TEXTE À LIRE:
►

Isengrin est de retour en Suisse depuis 1995. Keystone

Déjà présent dans les Alpes, «il» a sans doute fait sa réapparition dans le Jura. Un promeneur assure même avoir observé un couple sur le Plateau ce mois-ci.

La certitude est que trois loups vivent actuellement en Suisse. La présence de trois autres individus au minimum est vraisemblable.

Le loup des contes de fée vit dans la forêt. Le loup des zoologues est, lui, moins regardant. Théoriquement, on pourrait le rencontrer partout, assure le responsable du suivi du loup au niveau fédéral.

«Il s’agit d’un animal très adaptable, tous les milieux lui sont favorables», précise Jean-Marc Weber. Zone largement la plus peuplée du pays entre monts jurassiens et Alpes, le Plateau suisse ne lui ferait donc pas peur.

◄

À FAIRE:
a: Relevez les trois régions où le texte sur le loup situe sa présence, sa réapparition ou son observation.
b: Répondez, s'il vous plaît, aux questions suivantes sur le texte sur le loup :
(i) Depuis quelle année le loup est-il de retour en Suisse ?
(ii) Combien de loups vivent avec certitude en Suisse actuellement ?
(iii) Qu'est-ce qu'un promeneur assure avoir observé sur le Plateau ?
c: Extrayez du texte sur le loup le passage qui va de « Isengrin est de » jusqu'à « Plateau ce mois-ci. » inclus.

DONNÉES EXTRAITES:
►

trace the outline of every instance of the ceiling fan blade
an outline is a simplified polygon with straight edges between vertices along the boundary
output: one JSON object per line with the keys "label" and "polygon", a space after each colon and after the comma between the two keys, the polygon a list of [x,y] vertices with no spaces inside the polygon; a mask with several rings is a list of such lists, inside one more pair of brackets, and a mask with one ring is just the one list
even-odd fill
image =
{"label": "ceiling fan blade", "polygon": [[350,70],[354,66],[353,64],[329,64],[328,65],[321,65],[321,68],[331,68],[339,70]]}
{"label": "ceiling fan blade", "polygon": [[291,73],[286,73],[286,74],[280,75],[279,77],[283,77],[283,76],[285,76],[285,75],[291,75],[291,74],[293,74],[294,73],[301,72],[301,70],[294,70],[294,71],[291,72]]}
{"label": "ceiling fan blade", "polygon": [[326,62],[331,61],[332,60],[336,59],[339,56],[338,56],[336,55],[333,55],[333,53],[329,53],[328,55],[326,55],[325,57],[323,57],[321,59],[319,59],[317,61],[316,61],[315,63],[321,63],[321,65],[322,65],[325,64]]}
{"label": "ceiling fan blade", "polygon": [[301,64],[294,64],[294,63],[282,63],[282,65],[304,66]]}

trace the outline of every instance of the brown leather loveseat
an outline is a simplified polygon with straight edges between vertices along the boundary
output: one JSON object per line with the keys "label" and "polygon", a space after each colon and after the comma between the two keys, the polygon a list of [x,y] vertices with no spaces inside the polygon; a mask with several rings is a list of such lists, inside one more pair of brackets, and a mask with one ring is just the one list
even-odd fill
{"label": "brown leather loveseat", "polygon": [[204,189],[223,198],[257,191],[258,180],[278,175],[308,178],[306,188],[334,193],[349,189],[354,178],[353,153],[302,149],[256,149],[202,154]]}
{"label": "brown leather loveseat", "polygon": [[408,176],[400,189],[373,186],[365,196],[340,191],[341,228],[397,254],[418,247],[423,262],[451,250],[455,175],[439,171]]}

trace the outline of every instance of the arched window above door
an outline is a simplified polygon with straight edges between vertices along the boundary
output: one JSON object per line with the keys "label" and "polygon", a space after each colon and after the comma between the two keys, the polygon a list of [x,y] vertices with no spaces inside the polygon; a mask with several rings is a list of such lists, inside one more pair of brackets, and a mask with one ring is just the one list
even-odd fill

◄

RÉPONSES:
a: les Alpes, le Jura, le Plateau

b:
(i) 1995
(ii) Trois
(iii) Un couple

c:
Isengrin est de retour en Suisse depuis 1995. Keystone

Déjà présent dans les Alpes, «il» a sans doute fait sa réapparition dans le Jura. Un promeneur assure même avoir observé un couple sur le Plateau ce mois-ci.